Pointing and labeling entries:
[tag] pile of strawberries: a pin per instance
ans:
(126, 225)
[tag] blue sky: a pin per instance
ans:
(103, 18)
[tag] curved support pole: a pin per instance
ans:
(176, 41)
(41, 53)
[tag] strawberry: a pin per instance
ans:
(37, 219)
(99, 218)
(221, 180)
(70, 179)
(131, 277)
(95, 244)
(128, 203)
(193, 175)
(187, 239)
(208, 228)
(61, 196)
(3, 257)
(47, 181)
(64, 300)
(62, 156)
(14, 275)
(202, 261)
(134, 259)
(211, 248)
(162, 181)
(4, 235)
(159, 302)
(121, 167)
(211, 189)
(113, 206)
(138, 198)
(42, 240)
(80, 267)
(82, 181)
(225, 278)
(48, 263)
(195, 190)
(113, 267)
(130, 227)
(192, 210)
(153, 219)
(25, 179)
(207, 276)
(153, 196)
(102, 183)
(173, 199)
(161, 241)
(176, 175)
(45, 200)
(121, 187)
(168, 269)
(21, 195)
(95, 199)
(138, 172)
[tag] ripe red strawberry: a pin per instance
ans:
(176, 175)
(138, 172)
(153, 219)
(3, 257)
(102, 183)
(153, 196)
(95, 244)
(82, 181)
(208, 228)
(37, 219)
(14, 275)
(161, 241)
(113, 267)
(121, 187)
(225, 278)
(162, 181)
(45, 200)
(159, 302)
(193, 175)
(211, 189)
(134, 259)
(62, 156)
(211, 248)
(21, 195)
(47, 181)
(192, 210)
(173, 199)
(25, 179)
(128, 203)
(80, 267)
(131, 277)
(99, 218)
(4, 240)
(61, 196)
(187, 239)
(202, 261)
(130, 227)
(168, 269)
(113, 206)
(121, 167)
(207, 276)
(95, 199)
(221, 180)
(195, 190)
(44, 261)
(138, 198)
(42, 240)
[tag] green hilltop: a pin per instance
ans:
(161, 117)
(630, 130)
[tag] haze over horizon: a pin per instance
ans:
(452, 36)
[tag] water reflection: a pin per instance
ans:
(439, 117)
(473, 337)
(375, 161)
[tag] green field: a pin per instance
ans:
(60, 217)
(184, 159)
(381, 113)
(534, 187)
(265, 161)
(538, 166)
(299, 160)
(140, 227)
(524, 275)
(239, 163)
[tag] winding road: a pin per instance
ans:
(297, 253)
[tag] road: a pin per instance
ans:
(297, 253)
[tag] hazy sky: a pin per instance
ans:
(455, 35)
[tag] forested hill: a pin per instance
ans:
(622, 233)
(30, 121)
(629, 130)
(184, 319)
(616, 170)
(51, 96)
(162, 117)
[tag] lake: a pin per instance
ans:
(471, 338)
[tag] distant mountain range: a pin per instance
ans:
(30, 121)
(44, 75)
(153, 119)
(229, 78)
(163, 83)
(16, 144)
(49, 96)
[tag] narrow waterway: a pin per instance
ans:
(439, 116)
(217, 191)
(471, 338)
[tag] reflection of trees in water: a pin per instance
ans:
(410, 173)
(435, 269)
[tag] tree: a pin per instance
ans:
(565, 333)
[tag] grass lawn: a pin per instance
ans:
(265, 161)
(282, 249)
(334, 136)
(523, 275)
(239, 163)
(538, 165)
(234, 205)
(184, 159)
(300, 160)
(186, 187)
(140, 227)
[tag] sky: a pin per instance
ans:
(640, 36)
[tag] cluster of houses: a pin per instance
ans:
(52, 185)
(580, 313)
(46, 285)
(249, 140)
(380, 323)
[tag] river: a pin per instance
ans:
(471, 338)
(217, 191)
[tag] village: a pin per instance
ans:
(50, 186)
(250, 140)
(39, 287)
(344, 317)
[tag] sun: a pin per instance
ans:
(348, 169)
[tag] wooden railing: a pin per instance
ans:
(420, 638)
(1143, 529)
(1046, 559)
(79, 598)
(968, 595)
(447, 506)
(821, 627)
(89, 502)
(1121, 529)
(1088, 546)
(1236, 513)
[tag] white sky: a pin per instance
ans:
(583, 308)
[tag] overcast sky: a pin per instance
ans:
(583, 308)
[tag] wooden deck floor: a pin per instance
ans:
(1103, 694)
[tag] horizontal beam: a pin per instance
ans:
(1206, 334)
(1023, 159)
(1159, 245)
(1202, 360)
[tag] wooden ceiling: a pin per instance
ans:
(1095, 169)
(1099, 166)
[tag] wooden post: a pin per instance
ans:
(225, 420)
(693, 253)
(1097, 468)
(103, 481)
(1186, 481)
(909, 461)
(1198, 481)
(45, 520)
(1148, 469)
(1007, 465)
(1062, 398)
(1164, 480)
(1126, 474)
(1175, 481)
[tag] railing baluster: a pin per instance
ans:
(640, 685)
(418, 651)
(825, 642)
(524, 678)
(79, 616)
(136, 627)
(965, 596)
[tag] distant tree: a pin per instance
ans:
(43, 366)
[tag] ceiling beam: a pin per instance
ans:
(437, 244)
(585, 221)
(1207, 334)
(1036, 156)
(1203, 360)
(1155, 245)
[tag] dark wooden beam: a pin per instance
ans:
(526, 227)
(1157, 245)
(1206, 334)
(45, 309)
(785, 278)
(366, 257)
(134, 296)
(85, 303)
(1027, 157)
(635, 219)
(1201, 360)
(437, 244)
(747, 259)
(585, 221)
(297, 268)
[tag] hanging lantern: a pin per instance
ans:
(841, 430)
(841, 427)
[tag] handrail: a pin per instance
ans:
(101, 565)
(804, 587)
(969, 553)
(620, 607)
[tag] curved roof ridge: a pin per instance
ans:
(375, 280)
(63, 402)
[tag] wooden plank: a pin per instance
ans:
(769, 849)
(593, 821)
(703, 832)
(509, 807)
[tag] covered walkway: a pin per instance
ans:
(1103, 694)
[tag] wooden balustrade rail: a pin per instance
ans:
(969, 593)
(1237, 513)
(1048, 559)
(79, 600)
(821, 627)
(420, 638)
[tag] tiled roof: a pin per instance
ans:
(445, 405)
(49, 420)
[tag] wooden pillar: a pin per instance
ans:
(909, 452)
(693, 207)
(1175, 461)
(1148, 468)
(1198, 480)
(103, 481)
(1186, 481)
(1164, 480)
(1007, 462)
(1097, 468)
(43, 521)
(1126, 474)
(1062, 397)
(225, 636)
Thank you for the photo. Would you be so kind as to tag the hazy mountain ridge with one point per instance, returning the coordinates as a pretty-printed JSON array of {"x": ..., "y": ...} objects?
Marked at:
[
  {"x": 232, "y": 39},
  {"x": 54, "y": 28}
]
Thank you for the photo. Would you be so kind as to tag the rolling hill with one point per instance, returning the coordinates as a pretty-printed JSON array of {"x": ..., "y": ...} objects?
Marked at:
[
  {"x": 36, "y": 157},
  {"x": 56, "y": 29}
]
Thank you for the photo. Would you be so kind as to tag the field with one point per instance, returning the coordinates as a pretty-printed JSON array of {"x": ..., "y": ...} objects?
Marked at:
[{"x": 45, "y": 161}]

# REQUIREMENTS
Render the data starting at the line containing "[tag] wooden deck floor: a pin per instance" and ending at the line containing "(1099, 166)" as a two-column CSV with the columns text and answer, one row for each text paired with its answer. Put each field in quotation marks and replace line breaks with spaces.

# ANSWER FOR THE TASK
text,answer
"[tag] wooden deck floor: a pin per instance ans:","(1103, 694)"
"[tag] horizontal beam: a pin per instance ans:","(1206, 334) (1023, 159) (1159, 245) (1202, 360)"
"[tag] wooden ceiling: a pin per instance ans:","(1095, 169) (1099, 166)"